== SOURCE EXTRACT ==
· · · ·

January 26, 2013

The New Normal

by Ashley Little
Orca Book Publishers
978-1-459-80074-8
222 pp.
Ages 12+
Release date March 2013
Reviewed from Advance Reading Copy


This is my reality.  I was sixteen and being hunted by a drug dealer.  My hair was falling out and my sisters were dead and my parents were broken and there wasn't a goddam thing I could do about any of it. (pg. 28)
This is The New Normal for teen Tamar.  And the drug dealer bit is the very least of her worries. Really. She can handle that and she does.  But the other repercussions of her twin sisters' deaths (in a car accident while driving with drunk boys who played road chicken) - her hair and her damaged parents - are not as easy to handle.

It's only been a few months since the death of her younger sisters and Tamar and her family have been falling apart.  Neither of "the parents" have worked since the accident.  Mom throws herself into yoga and more yoga.  Dad spends a lot of time in his bathrobe on the couch. And Tamar has been losing her body hair, in clumps, while she sleeps, on towels.  Though she keeps up her routines, attending school and playing with the chess club, false eyelashes and hats or bandanas are now part of her style.  Keeping it a secret has been manageable; her dad hasn't even noticed and her mom knows but tosses it off.   But when her friend Roy Lee, a Grade 12 student in the chess club, pulls at her bandana and reveals her lack of hair (luckily this happens away from school), Tamar tells him of her mysterious hair loss.  Fortunately Roy who cares for Tamar is more concerned about her health than her appearance.

Tamar continues to find ways to manage: looking for a job to help pay for a wig;  auditioning for the school production of The Wizard of Oz and earning the role of Auntie Em; starting to go out on dates with Roy; and working at the Cruisy Chicken.  Of course, she can't predict that the play's Dorothy would bully her about her sisters and tell Tamar she's not good enough for Roy, then pull off her wig and get Tamar suspended from school.  Or that Dad would fall off the roof and injury himself and need extra care.  Or that Mom would decide to take off for six weeks to study yoga and meditation at a retreat on an island off the BC coast.  But Tamar has a good head on her shoulders (even if it is becoming hairless), recognizing that, after an especially terrifying situation,
"the whole experience had made me feel lucky to be alive, and I hadn't felt that way in a long, long time." (pg. 213)
Even though Tamar and Roy are in their mid-teens, The New Normal is a great middle-grade novel, having less of the urgency and edginess of young adult novels.  Ashley Little has found the means to knit the grief of loss with the innocence of first love, both times of confusion.  With that first love, Tamar doesn't even realize that she's starting to care for Roy, that he has asked her out, or that there are others who see them as a couple.  Similarly, Tamar isn't sure about expressing her grief.  She continues to have flashes of memories, tender or nasty, of her sisters, but in many respects she is suppressing that grief, unlike the parents who are inundated with it.  For Tamar, that grief can only come out as a physical symptom, but it allows her to see her sisters' deaths in a different context and as part of a bigger picture.  It goes beyond the sadness and anger and lets her continue to live.  She might not embrace The New Normal but she knows it is what it is and doesn't try to make it otherwise.  Her parents should have paid attention to her a little sooner.

· · · ·

== RECORD SET ==
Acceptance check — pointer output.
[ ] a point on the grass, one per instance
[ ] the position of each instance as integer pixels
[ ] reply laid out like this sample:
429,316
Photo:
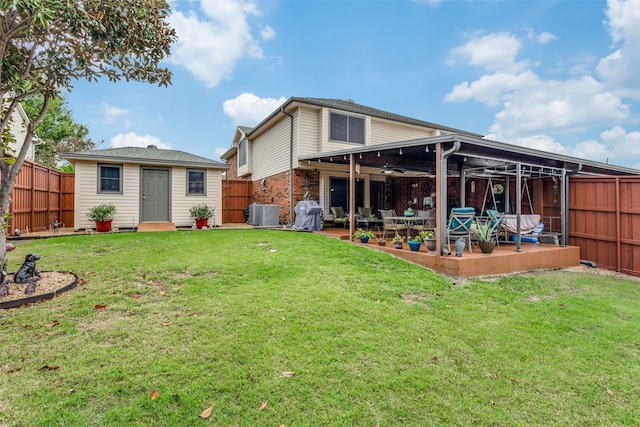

· · · ·

== TASK DESCRIPTION ==
In the book review, what role does Tamar win in the school production of The Wizard of Oz? The lines are separate material and are not part of the book review.

== SOLVED PROBLEM ==
Auntie Em